> _INSTRUCTIONS FOR THE TASK_: Reproduce each of the rows below word for word, leaving the pictures out.
------ RECORD LIST ------
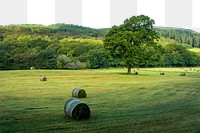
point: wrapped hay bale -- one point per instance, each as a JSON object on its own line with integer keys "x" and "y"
{"x": 162, "y": 73}
{"x": 182, "y": 74}
{"x": 76, "y": 109}
{"x": 43, "y": 78}
{"x": 79, "y": 93}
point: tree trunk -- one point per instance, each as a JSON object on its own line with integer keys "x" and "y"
{"x": 129, "y": 69}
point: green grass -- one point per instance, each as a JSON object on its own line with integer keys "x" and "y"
{"x": 147, "y": 102}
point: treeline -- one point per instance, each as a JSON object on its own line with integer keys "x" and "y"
{"x": 46, "y": 47}
{"x": 182, "y": 36}
{"x": 59, "y": 31}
------
> _ANSWER_:
point: wrapped hay bale -- one point per instance, each as a JSON object on its own line with integer keys "x" and "y"
{"x": 162, "y": 73}
{"x": 182, "y": 74}
{"x": 76, "y": 109}
{"x": 43, "y": 78}
{"x": 79, "y": 93}
point: tree trunk -- one point per instance, each as a JSON object on its own line with integer keys "x" and "y"
{"x": 129, "y": 69}
point: green grass -- one point per instance, each as a JSON object on its own line with integer keys "x" and "y"
{"x": 147, "y": 102}
point: treeline -- one point per instance, each as a JSON object on its own line with integer keys "x" and "y"
{"x": 46, "y": 47}
{"x": 182, "y": 36}
{"x": 59, "y": 31}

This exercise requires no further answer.